== WHAT IS REQUIRED ==
Render every line of the items below as a numbered list, omitting any blank lines.

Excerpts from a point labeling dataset

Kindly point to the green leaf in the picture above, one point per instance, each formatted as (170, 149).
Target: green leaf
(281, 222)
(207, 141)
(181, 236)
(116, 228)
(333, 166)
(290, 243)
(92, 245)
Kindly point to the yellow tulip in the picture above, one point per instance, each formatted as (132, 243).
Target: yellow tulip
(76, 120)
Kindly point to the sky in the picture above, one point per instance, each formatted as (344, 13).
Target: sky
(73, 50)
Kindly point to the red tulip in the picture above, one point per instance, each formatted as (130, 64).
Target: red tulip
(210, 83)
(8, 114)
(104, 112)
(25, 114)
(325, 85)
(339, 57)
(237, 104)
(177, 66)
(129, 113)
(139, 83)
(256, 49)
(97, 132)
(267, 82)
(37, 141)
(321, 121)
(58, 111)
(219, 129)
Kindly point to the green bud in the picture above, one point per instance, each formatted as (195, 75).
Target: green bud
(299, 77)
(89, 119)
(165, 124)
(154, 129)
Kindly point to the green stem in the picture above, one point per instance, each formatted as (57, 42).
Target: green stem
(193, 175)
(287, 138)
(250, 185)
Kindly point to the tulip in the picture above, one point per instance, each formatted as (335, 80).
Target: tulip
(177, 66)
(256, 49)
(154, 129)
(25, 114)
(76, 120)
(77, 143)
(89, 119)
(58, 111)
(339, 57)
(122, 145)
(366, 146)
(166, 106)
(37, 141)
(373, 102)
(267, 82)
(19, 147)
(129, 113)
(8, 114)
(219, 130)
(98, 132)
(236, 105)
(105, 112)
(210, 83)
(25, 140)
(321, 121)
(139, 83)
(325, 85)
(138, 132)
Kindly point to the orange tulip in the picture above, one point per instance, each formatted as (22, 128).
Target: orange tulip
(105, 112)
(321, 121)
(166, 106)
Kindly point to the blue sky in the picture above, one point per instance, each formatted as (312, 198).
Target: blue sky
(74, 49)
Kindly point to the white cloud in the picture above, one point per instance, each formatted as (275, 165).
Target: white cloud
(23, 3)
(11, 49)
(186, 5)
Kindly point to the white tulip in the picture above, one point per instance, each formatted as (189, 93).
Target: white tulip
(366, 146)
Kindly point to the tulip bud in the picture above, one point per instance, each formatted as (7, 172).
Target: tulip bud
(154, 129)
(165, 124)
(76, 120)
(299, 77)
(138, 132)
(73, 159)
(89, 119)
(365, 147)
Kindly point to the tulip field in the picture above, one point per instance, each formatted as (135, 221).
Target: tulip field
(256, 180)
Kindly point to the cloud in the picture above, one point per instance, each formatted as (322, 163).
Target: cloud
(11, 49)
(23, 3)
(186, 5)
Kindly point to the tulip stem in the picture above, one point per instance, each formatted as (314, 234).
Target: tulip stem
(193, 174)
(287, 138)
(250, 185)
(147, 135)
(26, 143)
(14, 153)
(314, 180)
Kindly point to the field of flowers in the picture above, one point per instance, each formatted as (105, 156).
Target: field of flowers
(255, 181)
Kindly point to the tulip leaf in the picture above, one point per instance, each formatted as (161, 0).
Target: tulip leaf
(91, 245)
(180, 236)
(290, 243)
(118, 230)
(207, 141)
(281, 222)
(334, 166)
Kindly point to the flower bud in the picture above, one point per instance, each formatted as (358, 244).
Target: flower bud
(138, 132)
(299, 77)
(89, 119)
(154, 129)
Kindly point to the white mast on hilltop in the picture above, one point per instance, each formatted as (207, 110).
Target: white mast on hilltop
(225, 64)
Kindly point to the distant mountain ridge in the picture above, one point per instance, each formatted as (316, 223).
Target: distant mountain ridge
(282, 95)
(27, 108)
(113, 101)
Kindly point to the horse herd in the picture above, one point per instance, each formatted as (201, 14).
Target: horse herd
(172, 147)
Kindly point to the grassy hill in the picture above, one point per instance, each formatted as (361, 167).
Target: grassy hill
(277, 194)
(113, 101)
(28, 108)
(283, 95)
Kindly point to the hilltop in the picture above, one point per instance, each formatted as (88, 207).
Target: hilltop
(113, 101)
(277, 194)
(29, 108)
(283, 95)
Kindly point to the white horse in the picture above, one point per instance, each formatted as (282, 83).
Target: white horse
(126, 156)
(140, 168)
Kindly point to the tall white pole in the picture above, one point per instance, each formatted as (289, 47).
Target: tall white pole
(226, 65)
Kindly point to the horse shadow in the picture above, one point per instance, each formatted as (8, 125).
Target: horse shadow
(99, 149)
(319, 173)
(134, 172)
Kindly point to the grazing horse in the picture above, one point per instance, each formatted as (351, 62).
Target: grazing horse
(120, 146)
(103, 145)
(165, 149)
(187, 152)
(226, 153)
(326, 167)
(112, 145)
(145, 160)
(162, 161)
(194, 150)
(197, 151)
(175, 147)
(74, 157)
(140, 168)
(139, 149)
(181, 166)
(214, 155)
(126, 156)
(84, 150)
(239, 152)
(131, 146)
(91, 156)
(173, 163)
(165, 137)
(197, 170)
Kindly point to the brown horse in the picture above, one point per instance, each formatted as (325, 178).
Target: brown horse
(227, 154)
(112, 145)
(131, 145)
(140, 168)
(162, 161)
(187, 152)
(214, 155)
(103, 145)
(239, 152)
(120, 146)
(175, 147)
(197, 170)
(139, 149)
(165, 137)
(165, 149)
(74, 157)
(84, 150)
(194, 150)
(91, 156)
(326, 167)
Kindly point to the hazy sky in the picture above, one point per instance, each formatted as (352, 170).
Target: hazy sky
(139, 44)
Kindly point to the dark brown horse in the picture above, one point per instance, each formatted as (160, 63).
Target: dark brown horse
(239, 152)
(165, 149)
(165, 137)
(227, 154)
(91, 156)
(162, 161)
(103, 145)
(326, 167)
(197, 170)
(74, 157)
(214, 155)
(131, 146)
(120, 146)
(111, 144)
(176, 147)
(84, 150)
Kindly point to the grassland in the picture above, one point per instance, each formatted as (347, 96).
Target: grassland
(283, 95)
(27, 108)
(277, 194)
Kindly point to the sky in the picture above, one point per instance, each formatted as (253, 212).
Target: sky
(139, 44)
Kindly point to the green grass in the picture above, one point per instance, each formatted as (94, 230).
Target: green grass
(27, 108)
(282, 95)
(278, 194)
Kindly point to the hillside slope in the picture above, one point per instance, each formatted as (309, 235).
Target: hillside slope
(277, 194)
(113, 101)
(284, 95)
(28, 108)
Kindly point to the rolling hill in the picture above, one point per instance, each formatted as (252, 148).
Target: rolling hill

== RESULT ==
1. Kindly point to the green leaf in the picture above, one point per instance, each formatted as (170, 149).
2. Target: green leaf
3. (281, 222)
4. (207, 141)
5. (181, 236)
6. (116, 228)
7. (333, 166)
8. (290, 243)
9. (92, 245)
10. Kindly point to the yellow tulip in the picture above, one point per instance, each formatted as (132, 243).
11. Target: yellow tulip
12. (76, 120)
13. Kindly point to the sky in the picture above, one point per instance, each formatted as (344, 13).
14. Target: sky
15. (73, 50)
16. Kindly point to the red tulip in the picture above, one point per instance, each formatted as (130, 64).
17. Target: red tulip
18. (210, 83)
19. (8, 114)
20. (104, 112)
21. (25, 114)
22. (325, 85)
23. (339, 57)
24. (237, 104)
25. (177, 66)
26. (129, 113)
27. (139, 83)
28. (256, 49)
29. (97, 132)
30. (267, 82)
31. (37, 141)
32. (321, 121)
33. (58, 111)
34. (219, 129)
35. Kindly point to the green bud in the picture above, one point per instance, each formatted as (195, 75).
36. Target: green bud
37. (299, 77)
38. (89, 119)
39. (165, 124)
40. (154, 129)
41. Kindly point to the green stem in the picture above, one point per instance, each formatted as (57, 42).
42. Target: green stem
43. (193, 175)
44. (287, 138)
45. (250, 185)
46. Kindly point to the tulip in the picture above, one point per instance, each formatted as (335, 80).
47. Target: tulip
48. (177, 66)
49. (256, 49)
50. (154, 129)
51. (25, 114)
52. (76, 120)
53. (77, 143)
54. (89, 119)
55. (58, 111)
56. (339, 57)
57. (122, 145)
58. (366, 146)
59. (166, 106)
60. (37, 141)
61. (373, 102)
62. (267, 82)
63. (19, 147)
64. (129, 113)
65. (8, 114)
66. (219, 130)
67. (98, 132)
68. (236, 105)
69. (105, 112)
70. (210, 83)
71. (25, 140)
72. (321, 121)
73. (139, 83)
74. (325, 85)
75. (138, 132)
76. Kindly point to the orange tulip in the picture above, one point per instance, each formatted as (22, 128).
77. Target: orange tulip
78. (105, 112)
79. (321, 121)
80. (166, 106)
81. Kindly point to the blue sky in the picture above, one point per instance, each formatted as (312, 198).
82. Target: blue sky
83. (74, 49)
84. Kindly point to the white cloud in the picture above, one point per instance, each formatted as (275, 165).
85. Target: white cloud
86. (23, 3)
87. (11, 49)
88. (186, 5)
89. Kindly point to the white tulip in the picture above, one point per instance, each formatted as (189, 93).
90. Target: white tulip
91. (366, 146)
92. Kindly point to the tulip bud in the picture above, one point per instance, each formatted as (7, 172).
93. Target: tulip bud
94. (154, 129)
95. (165, 124)
96. (76, 120)
97. (299, 77)
98. (138, 132)
99. (73, 159)
100. (89, 119)
101. (365, 147)
102. Kindly point to the tulip field in the picture above, one point per instance, each formatted as (135, 221).
103. Target: tulip field
104. (256, 180)
105. Kindly point to the cloud in the picture above, one point per instance, each formatted as (322, 163).
106. Target: cloud
107. (11, 49)
108. (23, 3)
109. (186, 5)
110. Kindly point to the tulip stem in the picture above, one point per instance, each formatted as (314, 234).
111. Target: tulip stem
112. (193, 174)
113. (287, 138)
114. (250, 185)
115. (147, 135)
116. (26, 143)
117. (14, 153)
118. (314, 180)
119. Kindly point to the field of flowers in the picture above, one point per instance, each formatted as (105, 156).
120. Target: field of flowers
121. (255, 181)
122. Kindly point to the tulip leaf in the picture above, one point per instance, each formatted as (161, 0).
123. Target: tulip leaf
124. (91, 245)
125. (180, 236)
126. (290, 243)
127. (118, 230)
128. (207, 141)
129. (281, 222)
130. (334, 166)
131. Kindly point to the flower bud in the picture above, one point per instance, each formatted as (358, 244).
132. Target: flower bud
133. (138, 132)
134. (299, 77)
135. (89, 119)
136. (154, 129)
137. Kindly point to the white mast on hilltop in the picture above, one point per instance, each formatted as (207, 110).
138. Target: white mast on hilltop
139. (225, 64)
140. Kindly point to the distant mountain ridge in the picture above, one point per instance, each formatted as (316, 223).
141. Target: distant mountain ridge
142. (282, 95)
143. (27, 108)
144. (113, 101)
145. Kindly point to the horse herd in the picture above, one point per instance, each formatted as (201, 14).
146. Target: horse herd
147. (172, 147)
148. Kindly point to the grassy hill in the picture above, one point per instance, each formatted as (361, 167).
149. Target: grassy hill
150. (277, 194)
151. (113, 101)
152. (28, 108)
153. (283, 95)
154. Kindly point to the hilltop in the picture above, one point per instance, each formatted as (88, 207).
155. Target: hilltop
156. (113, 101)
157. (277, 194)
158. (29, 108)
159. (283, 95)
160. Kindly point to the white horse in the picture above, one point per instance, each formatted as (282, 83).
161. Target: white horse
162. (126, 156)
163. (140, 168)
164. Kindly point to the tall white pole in the picture above, one point per instance, each formatted as (289, 47).
165. Target: tall white pole
166. (226, 65)
167. Kindly point to the horse shadow in the picture above, one point per instance, each formatted as (8, 125).
168. Target: horse shadow
169. (99, 149)
170. (319, 173)
171. (134, 172)
172. Kindly point to the grazing horse in the picture above, one point per instance, each formatted as (351, 62).
173. Target: grazing horse
174. (120, 146)
175. (103, 145)
176. (165, 149)
177. (187, 152)
178. (226, 153)
179. (326, 167)
180. (112, 145)
181. (145, 160)
182. (162, 161)
183. (194, 150)
184. (197, 151)
185. (175, 147)
186. (74, 157)
187. (140, 168)
188. (139, 149)
189. (181, 166)
190. (214, 155)
191. (126, 156)
192. (84, 150)
193. (239, 152)
194. (131, 146)
195. (91, 156)
196. (173, 163)
197. (165, 137)
198. (197, 170)
199. Kindly point to the brown horse in the picture above, one point per instance, each formatted as (325, 178).
200. Target: brown horse
201. (227, 154)
202. (112, 145)
203. (131, 145)
204. (140, 168)
205. (162, 161)
206. (187, 152)
207. (214, 155)
208. (103, 145)
209. (239, 152)
210. (120, 146)
211. (175, 147)
212. (197, 170)
213. (139, 149)
214. (165, 137)
215. (165, 149)
216. (74, 157)
217. (84, 150)
218. (194, 150)
219. (91, 156)
220. (326, 167)
221. Kindly point to the hazy sky in the picture above, one point per instance, each formatted as (352, 170).
222. Target: hazy sky
223. (139, 44)
224. Kindly point to the dark brown horse in the picture above, one point per instance, each formatted as (160, 63).
225. Target: dark brown horse
226. (239, 152)
227. (165, 149)
228. (165, 137)
229. (227, 154)
230. (91, 156)
231. (162, 161)
232. (103, 145)
233. (326, 167)
234. (197, 170)
235. (74, 157)
236. (214, 155)
237. (131, 146)
238. (120, 146)
239. (111, 144)
240. (176, 147)
241. (84, 150)
242. Kindly point to the grassland in the picture above, one point per instance, each formatted as (347, 96).
243. Target: grassland
244. (283, 95)
245. (27, 108)
246. (277, 194)
247. Kindly point to the sky in the picture above, one point per instance, each formatted as (253, 212).
248. Target: sky
249. (139, 44)
250. Kindly point to the green grass in the picture above, one point per instance, each formatted as (94, 230).
251. Target: green grass
252. (27, 108)
253. (282, 95)
254. (278, 194)
255. Kindly point to the hillside slope in the picture above, one point per instance, each formatted as (309, 235).
256. Target: hillside slope
257. (277, 194)
258. (113, 101)
259. (284, 95)
260. (28, 108)
261. Kindly point to the rolling hill in the picture above, one point per instance, each formatted as (252, 148).
262. Target: rolling hill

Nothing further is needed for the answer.